Parfois il m'est utile de le dire !

                                                                                                          Oh! Colombe, transmets mon salut d...

Israël / Le 7 octobre : un alibi pour un génocide

 

On voudrait nous prendre par la main, nous ramener deux ans en arrière, nous forcer à regarder encore et encore la même image : Israël en victime éternelle, Israël attaqué, Israël endeuillé.
Le deuxième anniversaire du 7 octobre s’annonce comme une grande messe d’amnésie organisée. Reportages lacrymaux, documentaires scénarisés, reconstitutions hollywoodiennes  tout sera mobilisé pour réactiver ce traumatisme. Comme si, en répétant assez fort, assez longtemps, on pouvait faire oublier ce que le monde a vu depuis.

Mais ce qu’on a vu, nous ne pourrons jamais l’oublier.
Et c’est précisément là que se loge l’hypocrisie occidentale.

La commémoration comme arme de diversion

Les hasbaristes vont être vraiment odieux. Ils vont déblatérer sur le Palestinien qui décapite des bébés, puis les cuire au four, puis coucher avec eux, puis les manger, et enfin jouer au foot avec leurs têtes tout en chantant leur amour pour Adolf Hitler.

Les victimes israéliennes du 7 octobre 2023 méritent mémoire et respect. Personne ne nie que des civils aient été tués ce jour-là, et que ce fût un drame. Mais quand la commémoration se transforme en industrie médiatique, en outil de propagande et en arme de guerre, alors la mémoire devient une insulte.

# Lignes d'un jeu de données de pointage
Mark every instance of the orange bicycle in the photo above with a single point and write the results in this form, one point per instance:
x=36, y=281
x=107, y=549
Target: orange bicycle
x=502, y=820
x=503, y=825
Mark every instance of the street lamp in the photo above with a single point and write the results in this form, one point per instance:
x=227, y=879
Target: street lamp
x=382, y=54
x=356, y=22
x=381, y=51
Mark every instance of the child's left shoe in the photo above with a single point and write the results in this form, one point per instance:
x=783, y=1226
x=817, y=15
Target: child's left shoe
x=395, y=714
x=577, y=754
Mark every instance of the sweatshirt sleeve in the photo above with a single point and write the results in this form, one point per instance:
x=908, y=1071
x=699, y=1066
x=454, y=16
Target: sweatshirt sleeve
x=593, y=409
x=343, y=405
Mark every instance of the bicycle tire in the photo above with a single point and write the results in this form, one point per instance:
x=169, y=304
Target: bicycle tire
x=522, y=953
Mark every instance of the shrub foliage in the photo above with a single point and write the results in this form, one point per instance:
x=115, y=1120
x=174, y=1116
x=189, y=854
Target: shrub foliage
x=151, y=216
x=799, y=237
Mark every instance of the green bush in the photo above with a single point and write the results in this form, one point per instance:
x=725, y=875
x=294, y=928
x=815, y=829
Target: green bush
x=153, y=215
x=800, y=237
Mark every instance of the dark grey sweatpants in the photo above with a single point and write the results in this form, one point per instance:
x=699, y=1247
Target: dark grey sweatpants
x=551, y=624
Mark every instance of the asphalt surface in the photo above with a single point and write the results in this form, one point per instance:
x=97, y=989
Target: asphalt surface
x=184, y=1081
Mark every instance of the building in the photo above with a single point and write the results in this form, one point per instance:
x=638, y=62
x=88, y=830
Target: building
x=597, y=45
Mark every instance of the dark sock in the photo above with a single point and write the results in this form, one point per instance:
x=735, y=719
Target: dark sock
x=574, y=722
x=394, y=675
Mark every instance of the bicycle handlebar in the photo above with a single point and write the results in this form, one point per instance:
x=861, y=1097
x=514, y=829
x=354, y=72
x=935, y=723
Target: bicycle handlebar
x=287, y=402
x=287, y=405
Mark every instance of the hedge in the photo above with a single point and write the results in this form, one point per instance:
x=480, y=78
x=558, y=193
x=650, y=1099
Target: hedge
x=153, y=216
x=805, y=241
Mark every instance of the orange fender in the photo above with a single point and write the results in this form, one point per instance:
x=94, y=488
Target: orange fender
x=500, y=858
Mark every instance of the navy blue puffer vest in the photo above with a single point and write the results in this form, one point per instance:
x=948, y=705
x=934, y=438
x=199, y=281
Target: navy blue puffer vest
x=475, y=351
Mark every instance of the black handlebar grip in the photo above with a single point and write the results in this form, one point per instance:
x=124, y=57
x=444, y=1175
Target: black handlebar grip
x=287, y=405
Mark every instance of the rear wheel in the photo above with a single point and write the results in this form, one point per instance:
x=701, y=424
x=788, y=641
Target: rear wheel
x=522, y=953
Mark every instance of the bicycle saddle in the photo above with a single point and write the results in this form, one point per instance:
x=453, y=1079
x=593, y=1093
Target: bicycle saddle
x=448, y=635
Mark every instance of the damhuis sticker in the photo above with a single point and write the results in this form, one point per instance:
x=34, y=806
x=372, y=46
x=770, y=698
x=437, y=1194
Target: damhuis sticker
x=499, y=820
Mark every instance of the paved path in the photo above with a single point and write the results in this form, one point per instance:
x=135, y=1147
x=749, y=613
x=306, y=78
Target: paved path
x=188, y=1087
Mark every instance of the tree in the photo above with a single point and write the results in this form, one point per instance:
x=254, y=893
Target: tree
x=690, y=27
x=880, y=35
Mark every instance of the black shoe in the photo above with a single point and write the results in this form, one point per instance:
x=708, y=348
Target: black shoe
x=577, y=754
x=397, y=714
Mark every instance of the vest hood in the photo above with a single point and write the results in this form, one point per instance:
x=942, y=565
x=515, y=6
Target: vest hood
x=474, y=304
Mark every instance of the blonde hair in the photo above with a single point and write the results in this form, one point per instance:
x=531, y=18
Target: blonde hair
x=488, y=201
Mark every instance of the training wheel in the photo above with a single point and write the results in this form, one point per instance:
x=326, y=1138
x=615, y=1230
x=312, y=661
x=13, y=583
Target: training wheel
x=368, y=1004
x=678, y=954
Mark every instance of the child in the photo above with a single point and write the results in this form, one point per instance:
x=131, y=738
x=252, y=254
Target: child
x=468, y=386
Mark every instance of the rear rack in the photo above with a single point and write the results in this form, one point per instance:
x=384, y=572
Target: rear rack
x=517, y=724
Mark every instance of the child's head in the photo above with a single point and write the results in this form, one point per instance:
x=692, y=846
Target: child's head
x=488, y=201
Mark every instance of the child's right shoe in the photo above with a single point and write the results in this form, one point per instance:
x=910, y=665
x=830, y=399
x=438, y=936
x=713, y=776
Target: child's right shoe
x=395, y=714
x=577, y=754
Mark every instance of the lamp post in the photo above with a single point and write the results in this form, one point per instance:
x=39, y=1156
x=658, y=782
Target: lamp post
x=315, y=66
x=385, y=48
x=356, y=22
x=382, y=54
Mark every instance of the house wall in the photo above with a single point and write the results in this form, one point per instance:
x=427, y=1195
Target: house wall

# Consignes
a. Énumérez les types de productions médiatiques que l'extrait du document annonce comme mobilisés pour le deuxième anniversaire du 7 octobre.
b. Recopiez les enregistrements en substituant « Objet » à « Target ». Partez de la ligne qui contient « Mark every instance of the green » et arrêtez-vous après celle qui contient « x=805, y=241 ».

# Réponses par consigne
a.
- Reportages lacrymaux
- Documentaires scénarisés
- Reconstitutions hollywoodiennes

b.
Mark every instance of the green bush in the photo above with a single point and write the results in this form, one point per instance:
x=725, y=875
x=294, y=928
x=815, y=829
Objet: green bush
x=153, y=215
x=800, y=237
Mark every instance of the dark grey sweatpants in the photo above with a single point and write the results in this form, one point per instance:
x=699, y=1247
Objet: dark grey sweatpants
x=551, y=624
Mark every instance of the asphalt surface in the photo above with a single point and write the results in this form, one point per instance:
x=97, y=989
Objet: asphalt surface
x=184, y=1081
Mark every instance of the building in the photo above with a single point and write the results in this form, one point per instance:
x=638, y=62
x=88, y=830
Objet: building
x=597, y=45
Mark every instance of the dark sock in the photo above with a single point and write the results in this form, one point per instance:
x=735, y=719
Objet: dark sock
x=574, y=722
x=394, y=675
Mark every instance of the bicycle handlebar in the photo above with a single point and write the results in this form, one point per instance:
x=861, y=1097
x=514, y=829
x=354, y=72
x=935, y=723
Objet: bicycle handlebar
x=287, y=402
x=287, y=405
Mark every instance of the hedge in the photo above with a single point and write the results in this form, one point per instance:
x=480, y=78
x=558, y=193
x=650, y=1099
Objet: hedge
x=153, y=216
x=805, y=241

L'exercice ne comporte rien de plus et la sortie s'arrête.